> _Task brief_:
Every line of the data that contains the string "granite" must be copied.

--- Given data Enclosed Below ---

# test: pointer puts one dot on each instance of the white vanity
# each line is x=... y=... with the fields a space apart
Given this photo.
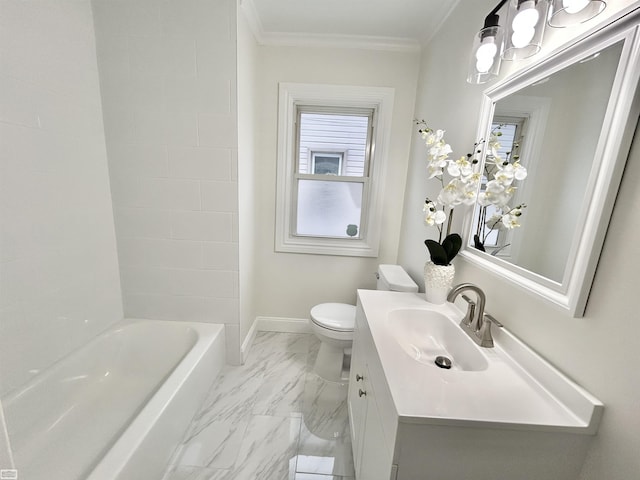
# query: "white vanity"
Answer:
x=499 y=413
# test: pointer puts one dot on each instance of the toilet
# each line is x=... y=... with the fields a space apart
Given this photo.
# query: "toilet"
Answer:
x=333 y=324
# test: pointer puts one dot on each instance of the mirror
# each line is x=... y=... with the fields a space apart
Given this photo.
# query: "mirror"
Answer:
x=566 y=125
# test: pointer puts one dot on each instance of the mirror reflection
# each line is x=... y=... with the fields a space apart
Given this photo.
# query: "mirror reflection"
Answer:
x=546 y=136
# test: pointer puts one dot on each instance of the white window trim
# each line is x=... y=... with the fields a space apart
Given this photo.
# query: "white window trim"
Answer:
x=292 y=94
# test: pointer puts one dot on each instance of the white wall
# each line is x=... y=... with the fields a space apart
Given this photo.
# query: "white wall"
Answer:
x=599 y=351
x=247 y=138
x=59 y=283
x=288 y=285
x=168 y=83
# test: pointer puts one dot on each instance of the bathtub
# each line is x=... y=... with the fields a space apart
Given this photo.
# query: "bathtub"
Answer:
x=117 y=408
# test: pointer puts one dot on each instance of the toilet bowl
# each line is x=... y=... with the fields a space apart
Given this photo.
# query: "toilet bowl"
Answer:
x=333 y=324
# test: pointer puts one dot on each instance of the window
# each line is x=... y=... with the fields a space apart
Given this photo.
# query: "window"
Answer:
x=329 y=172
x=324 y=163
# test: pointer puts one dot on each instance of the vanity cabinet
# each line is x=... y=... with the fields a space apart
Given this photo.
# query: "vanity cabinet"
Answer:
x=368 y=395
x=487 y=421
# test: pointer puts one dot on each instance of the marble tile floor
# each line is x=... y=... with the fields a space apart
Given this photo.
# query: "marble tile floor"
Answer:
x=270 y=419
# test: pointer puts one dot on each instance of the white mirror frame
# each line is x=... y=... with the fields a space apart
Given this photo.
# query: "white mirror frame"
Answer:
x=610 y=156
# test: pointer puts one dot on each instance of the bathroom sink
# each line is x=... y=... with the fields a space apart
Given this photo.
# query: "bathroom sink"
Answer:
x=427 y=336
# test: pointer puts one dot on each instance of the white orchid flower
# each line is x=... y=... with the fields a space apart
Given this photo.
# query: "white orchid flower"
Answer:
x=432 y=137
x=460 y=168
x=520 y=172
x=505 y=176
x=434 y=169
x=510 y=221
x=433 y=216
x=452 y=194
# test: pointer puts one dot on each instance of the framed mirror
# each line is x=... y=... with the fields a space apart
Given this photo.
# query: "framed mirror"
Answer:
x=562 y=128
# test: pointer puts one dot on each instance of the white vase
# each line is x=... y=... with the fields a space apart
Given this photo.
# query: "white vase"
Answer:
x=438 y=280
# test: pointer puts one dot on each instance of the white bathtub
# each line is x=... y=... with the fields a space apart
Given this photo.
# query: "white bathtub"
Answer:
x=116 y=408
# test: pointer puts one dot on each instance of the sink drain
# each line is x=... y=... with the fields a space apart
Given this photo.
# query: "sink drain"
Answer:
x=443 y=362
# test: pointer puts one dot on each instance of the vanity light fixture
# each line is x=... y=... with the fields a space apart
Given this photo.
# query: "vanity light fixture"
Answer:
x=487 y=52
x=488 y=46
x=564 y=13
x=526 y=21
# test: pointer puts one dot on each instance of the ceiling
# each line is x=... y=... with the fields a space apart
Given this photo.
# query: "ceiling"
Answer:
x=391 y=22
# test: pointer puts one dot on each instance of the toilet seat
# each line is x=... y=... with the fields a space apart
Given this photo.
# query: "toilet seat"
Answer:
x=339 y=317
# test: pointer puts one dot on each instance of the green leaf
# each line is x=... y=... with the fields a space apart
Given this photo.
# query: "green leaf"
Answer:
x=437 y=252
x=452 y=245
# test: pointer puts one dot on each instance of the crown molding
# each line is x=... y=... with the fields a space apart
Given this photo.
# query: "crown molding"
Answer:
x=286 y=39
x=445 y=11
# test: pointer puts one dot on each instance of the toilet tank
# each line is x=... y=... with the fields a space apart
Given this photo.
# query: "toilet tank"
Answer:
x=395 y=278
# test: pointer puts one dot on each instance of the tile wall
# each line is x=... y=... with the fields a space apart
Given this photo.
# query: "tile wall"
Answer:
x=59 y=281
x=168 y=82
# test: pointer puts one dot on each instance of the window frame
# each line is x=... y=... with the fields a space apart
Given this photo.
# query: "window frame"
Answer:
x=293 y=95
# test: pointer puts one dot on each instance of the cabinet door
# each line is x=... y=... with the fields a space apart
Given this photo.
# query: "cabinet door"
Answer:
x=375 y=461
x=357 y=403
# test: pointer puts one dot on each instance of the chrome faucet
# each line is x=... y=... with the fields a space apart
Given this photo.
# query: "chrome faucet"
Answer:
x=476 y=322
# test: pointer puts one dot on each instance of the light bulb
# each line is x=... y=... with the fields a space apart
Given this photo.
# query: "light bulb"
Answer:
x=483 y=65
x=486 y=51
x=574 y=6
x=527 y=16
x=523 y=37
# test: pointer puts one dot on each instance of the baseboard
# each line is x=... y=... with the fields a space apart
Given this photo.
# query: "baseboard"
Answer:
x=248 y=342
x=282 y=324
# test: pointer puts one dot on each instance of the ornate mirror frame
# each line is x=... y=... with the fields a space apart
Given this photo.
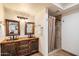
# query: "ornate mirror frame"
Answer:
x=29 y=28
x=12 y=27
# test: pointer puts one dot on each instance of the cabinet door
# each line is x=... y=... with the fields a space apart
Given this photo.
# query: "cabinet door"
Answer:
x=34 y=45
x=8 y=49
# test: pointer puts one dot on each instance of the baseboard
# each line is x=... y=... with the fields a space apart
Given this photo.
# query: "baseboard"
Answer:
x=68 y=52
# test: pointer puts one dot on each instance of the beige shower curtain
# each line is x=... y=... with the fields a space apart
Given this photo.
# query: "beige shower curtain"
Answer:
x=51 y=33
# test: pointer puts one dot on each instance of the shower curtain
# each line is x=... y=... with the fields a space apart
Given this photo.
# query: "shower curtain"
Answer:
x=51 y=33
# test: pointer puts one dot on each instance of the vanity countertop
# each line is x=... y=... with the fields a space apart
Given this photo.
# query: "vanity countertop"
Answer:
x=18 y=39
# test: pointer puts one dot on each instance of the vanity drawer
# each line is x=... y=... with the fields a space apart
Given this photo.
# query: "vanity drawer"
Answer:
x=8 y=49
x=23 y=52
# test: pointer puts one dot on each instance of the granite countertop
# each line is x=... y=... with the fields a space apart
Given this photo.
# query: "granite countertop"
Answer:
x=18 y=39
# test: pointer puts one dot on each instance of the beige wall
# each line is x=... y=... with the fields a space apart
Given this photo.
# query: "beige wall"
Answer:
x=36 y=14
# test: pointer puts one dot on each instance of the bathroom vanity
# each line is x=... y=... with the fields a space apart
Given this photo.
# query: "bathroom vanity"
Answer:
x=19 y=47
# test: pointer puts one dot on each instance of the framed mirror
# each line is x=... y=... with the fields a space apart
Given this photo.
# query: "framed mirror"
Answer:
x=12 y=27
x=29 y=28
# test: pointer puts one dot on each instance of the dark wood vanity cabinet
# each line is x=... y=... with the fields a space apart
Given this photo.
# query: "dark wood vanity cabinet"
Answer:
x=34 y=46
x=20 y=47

--- End of Enclosed Given data ---

> _Worked solution_:
# test: pointer puts one dot on each instance of the granite countertop
# query: "granite countertop"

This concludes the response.